## Task list:
1. Decide whether each statement below agrees with the passage about the girl in the cheetah costume. For each, answer yes or no and quote the words of the passage that settle it.
(a) The girl in the cheetah costume is the writer's mother.
(b) The girl in the cheetah costume has glasses on.
(c) Every other person looks at the camera.
2. Reproduce the passage about the girl in the cheetah costume between "For now, I'd" and "a dang thing?", inclusive.
3. Summarize the passage about the girl in the cheetah costume in two sentences.

## Page excerpt:
>>
Now, all of her accompanying text within that email contained useful information, but the one thing I haven't been able to get over is her final statement: "I don't have any glasses on, this must have been before the school nurse figured I was half blind at school."
For now, I'd like to focus on the girl in the cheetah costume: My mother.
Does it really take a brilliant diagnostician to realize that the girl smiling thirty degrees to the left of the camera can't see a dang thing?
Every other person looks as if they've gone through the requisite party ritual of, "Okay, everybody, say, 'Cheese!'" All look at the camera and parrot, "Cheese!" Unless you're poor, blind Lorri, however; in that case you're wearing a vacant smile and staring at nothing.
<<
## The data:
>>
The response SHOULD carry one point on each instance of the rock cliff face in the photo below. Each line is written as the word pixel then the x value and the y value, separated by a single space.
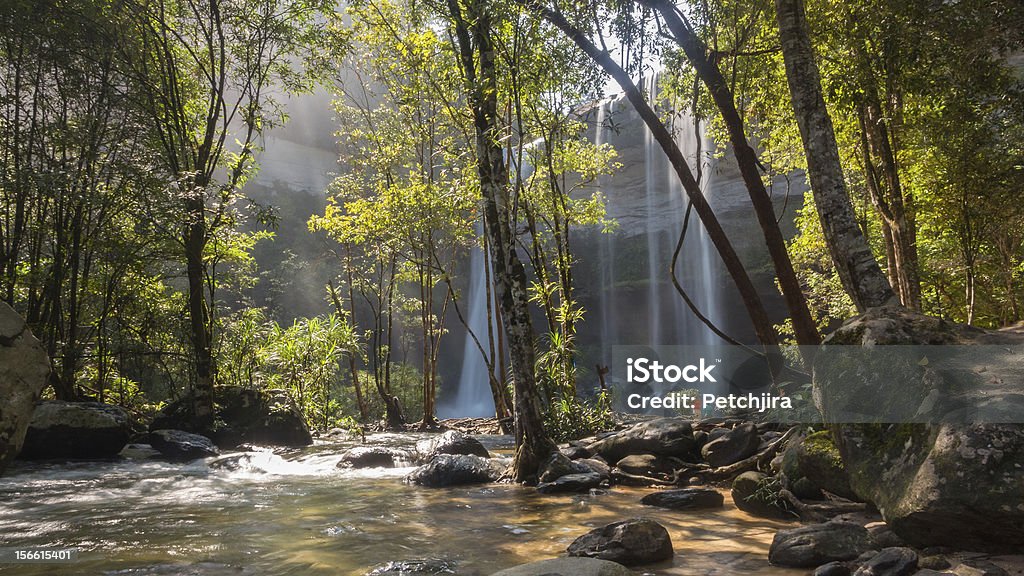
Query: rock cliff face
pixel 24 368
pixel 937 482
<<
>>
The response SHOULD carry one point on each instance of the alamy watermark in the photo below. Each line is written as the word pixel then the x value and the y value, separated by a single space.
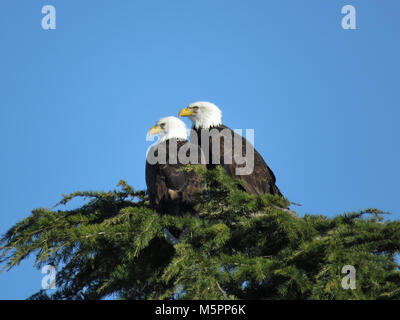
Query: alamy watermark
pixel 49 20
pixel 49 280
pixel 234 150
<<
>>
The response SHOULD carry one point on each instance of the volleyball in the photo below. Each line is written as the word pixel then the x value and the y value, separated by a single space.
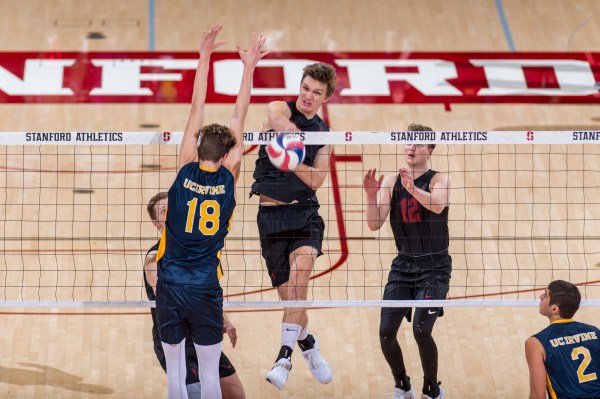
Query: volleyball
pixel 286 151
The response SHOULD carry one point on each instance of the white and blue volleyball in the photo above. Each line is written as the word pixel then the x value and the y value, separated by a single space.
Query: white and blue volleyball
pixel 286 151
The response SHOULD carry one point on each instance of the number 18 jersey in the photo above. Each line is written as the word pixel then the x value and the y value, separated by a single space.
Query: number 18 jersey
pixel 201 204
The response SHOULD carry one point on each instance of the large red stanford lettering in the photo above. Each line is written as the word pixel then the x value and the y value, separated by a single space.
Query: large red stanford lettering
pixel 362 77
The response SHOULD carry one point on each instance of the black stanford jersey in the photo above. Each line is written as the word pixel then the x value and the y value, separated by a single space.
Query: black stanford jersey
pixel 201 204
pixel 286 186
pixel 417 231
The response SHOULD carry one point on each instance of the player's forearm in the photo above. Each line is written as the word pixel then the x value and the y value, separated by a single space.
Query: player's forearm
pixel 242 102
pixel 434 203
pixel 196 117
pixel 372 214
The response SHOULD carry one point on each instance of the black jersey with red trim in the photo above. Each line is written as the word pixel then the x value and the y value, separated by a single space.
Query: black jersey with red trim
<<
## Your responses:
1.
(a) Yes: "For now, I'd like to focus on the girl in the cheetah costume: My mother."
(b) No: "I don't have any glasses on"
(c) Yes: "All look at the camera"

2.
For now, I'd like to focus on the girl in the cheetah costume: My mother.
Does it really take a brilliant diagnostician to realize that the girl smiling thirty degrees to the left of the camera can't see a dang thing?

3. The writer focuses on the girl in the cheetah costume, the writer's mother, who wrote in an email that she had no glasses on because this must have been before the school nurse figured she was half blind. While every other person looks at the camera, she smiles thirty degrees to the left of it with a vacant smile, staring at nothing.